#### Tareas por hacer
A – Copia el tramo del pasaje seleccionado que va de "Con ese propósito" hasta "millón de inmigrantes." y pon "ventajas" donde dice "beneficios".
B – Según el pasaje seleccionado, ¿cuánto cuesta más o menos un traslado VIP de ida y vuelta?

#### Pasaje seleccionado
%%
Por lo menos entre Táchira y Norte de Santander hay distintos tipos de servicio. Desde los más económicos -los que se emprenden atravesando a pie, mojándose en las aguas del río Táchira– hasta los traslados VIP, que se hacen sin mojarse ni caminar, en una cómoda camioneta de doble tracción, aire acondicionado y asientos de cuero, generalmente manejada por un militar venezolano y cuidada por un “eleno”, -como llaman en Colombia a los guerrilleros del ELN-, que coloca al pasajero en una finca del otro lado, donde un taxi lo recoge y lo lleva a su destino final, que puede ser un hotel, una clínica o el Centro Comercial Ventura. El valor de estos traslados VIP oscila alrededor de los 100 dólares por ida y vuelta.
La migración pendular es tan grande que, desde hace muchos años, antes de que se produjera la “estampida” de 2018, el Gobierno creó un documento para regularizarla. Se denomina la Tarjeta de Movilidad Fronteriza (TMF) que la poseen cerca de cuatro millones de venezolanos.
A diferencia de otros de Suramérica, que han puesto trabas diversas para el ingreso de venezolanos, los gobiernos colombianos, tanto el de Juan Manuel Santos como el de Iván Duque, se las han ingeniado para regularizar el flujo de inmigrantes tratando de legalizar su presencia.
Con ese propósito crearon el Permiso Especial de Permanencia (PEP), un documento de trámite fácil que -sin llegar a ser una visa o una cédula de extranjería- le confiere al inmigrante venezolano una segura condición de legalidad permitiéndole trabajar, tener una cuenta bancaria, utilizar la salud y la educación pública, y algunos otros beneficios adicionales. En el presente lo tiene casi un millón de inmigrantes.
%%
#### Los datos
%%
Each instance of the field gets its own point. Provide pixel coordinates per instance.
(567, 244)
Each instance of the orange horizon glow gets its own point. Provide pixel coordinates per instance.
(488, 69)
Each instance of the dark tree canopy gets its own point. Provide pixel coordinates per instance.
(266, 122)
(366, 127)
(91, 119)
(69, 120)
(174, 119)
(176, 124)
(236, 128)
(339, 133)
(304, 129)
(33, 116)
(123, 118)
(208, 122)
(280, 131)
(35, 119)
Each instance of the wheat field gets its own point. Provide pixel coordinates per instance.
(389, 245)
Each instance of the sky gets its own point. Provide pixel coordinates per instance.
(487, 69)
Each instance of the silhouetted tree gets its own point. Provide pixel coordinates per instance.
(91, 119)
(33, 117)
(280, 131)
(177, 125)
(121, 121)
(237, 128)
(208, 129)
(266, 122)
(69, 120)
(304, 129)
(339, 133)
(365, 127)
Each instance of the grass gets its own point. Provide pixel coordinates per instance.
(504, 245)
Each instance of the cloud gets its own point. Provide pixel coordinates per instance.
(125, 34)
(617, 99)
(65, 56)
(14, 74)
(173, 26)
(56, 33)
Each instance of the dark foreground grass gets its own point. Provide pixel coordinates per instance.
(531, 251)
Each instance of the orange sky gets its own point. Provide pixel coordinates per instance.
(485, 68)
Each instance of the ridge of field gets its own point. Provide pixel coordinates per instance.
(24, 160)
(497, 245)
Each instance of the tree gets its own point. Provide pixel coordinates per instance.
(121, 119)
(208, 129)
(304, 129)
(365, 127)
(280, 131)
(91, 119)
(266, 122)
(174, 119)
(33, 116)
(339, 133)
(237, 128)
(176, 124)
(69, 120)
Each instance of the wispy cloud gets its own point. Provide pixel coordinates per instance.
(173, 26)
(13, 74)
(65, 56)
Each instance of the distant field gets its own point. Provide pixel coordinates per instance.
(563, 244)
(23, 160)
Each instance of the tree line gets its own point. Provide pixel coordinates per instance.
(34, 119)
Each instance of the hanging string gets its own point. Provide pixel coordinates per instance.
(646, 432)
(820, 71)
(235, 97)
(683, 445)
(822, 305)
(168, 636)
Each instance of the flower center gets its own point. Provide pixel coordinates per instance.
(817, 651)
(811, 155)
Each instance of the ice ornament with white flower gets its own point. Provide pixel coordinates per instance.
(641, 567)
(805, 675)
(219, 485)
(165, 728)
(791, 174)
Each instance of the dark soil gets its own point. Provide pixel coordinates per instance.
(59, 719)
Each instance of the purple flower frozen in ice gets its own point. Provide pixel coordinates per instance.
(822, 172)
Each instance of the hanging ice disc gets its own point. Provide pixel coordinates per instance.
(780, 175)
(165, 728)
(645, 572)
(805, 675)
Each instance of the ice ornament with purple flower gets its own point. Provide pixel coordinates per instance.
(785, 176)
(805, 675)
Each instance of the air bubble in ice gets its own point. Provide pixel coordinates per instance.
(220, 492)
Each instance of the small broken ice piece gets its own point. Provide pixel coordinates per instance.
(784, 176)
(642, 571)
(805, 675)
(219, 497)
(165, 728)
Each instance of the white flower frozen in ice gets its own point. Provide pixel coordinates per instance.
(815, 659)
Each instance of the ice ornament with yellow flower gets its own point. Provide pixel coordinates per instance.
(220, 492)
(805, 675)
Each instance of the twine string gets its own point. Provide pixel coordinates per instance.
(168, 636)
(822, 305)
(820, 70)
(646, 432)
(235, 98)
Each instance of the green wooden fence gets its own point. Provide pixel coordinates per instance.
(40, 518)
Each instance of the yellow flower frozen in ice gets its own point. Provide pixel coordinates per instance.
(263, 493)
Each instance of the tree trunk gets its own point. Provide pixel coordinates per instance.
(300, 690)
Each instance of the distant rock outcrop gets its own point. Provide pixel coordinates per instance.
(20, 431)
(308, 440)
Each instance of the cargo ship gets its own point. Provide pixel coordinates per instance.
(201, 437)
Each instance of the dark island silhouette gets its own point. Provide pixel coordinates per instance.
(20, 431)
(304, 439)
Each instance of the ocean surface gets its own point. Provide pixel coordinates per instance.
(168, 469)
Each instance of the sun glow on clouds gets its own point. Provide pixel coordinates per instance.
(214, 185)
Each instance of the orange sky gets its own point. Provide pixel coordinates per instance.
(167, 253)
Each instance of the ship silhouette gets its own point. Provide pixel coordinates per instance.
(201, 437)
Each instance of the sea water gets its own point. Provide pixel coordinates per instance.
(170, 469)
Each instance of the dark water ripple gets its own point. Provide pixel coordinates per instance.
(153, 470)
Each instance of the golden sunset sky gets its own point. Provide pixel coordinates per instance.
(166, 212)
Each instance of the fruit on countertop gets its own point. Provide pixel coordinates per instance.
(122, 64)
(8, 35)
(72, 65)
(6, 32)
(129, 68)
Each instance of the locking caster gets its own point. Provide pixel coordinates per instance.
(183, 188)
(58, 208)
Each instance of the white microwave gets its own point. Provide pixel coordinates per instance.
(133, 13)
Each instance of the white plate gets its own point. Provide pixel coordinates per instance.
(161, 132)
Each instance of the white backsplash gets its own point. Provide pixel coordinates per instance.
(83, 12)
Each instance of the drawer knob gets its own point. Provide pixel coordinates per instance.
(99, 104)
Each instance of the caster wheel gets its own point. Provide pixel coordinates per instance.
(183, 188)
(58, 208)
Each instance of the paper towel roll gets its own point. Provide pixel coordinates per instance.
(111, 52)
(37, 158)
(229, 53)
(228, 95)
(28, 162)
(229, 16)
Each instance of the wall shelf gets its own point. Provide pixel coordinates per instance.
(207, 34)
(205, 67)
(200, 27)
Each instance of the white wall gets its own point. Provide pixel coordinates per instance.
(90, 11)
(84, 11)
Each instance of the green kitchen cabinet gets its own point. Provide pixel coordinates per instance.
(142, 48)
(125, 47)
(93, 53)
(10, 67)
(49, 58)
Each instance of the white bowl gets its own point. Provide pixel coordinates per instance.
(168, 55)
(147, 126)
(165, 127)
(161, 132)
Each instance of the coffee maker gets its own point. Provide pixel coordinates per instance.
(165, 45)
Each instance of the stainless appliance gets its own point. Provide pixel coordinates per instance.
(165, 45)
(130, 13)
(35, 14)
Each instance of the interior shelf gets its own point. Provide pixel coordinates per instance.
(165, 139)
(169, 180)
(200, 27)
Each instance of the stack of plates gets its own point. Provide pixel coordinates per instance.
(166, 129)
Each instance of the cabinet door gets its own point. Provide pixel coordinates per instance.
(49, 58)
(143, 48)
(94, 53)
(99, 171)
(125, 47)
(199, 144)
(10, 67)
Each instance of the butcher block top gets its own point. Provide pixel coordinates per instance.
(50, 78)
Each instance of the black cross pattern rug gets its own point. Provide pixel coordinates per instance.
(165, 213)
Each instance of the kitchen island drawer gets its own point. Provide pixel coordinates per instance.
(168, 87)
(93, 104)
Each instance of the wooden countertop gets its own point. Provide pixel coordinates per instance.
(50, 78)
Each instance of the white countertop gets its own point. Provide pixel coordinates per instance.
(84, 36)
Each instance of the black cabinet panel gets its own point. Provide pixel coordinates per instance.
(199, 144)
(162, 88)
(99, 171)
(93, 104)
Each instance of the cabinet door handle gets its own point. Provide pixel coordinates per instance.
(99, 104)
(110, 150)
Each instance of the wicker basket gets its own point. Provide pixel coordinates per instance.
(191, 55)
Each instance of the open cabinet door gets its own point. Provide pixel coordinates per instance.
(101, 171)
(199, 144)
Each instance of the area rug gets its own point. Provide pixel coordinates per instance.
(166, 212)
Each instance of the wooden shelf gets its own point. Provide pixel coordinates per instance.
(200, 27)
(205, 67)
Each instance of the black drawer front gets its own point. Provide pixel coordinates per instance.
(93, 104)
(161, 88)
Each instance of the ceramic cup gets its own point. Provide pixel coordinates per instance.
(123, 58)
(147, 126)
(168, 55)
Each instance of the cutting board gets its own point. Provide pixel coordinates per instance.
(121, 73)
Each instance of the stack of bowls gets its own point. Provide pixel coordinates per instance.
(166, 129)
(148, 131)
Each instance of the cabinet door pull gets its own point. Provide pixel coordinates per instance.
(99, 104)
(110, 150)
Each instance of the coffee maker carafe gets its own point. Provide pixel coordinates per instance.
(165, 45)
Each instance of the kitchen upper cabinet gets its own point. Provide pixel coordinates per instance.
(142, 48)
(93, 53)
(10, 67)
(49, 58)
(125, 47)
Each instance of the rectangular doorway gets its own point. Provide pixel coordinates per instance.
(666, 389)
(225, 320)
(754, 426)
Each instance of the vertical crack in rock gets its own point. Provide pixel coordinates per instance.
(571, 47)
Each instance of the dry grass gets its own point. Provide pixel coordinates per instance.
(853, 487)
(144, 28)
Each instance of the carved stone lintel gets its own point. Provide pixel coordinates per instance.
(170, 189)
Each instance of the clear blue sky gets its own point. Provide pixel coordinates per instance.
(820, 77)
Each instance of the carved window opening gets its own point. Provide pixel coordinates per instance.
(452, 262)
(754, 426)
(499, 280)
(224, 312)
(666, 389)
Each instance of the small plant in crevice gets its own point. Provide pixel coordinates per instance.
%%
#### Problemas resueltos
A –
Con ese propósito crearon el Permiso Especial de Permanencia (PEP), un documento de trámite fácil que -sin llegar a ser una visa o una cédula de extranjería- le confiere al inmigrante venezolano una segura condición de legalidad permitiéndole trabajar, tener una cuenta bancaria, utilizar la salud y la educación pública, y algunos otros ventajas adicionales. En el presente lo tiene casi un millón de inmigrantes.

B – Alrededor de 100 dólares.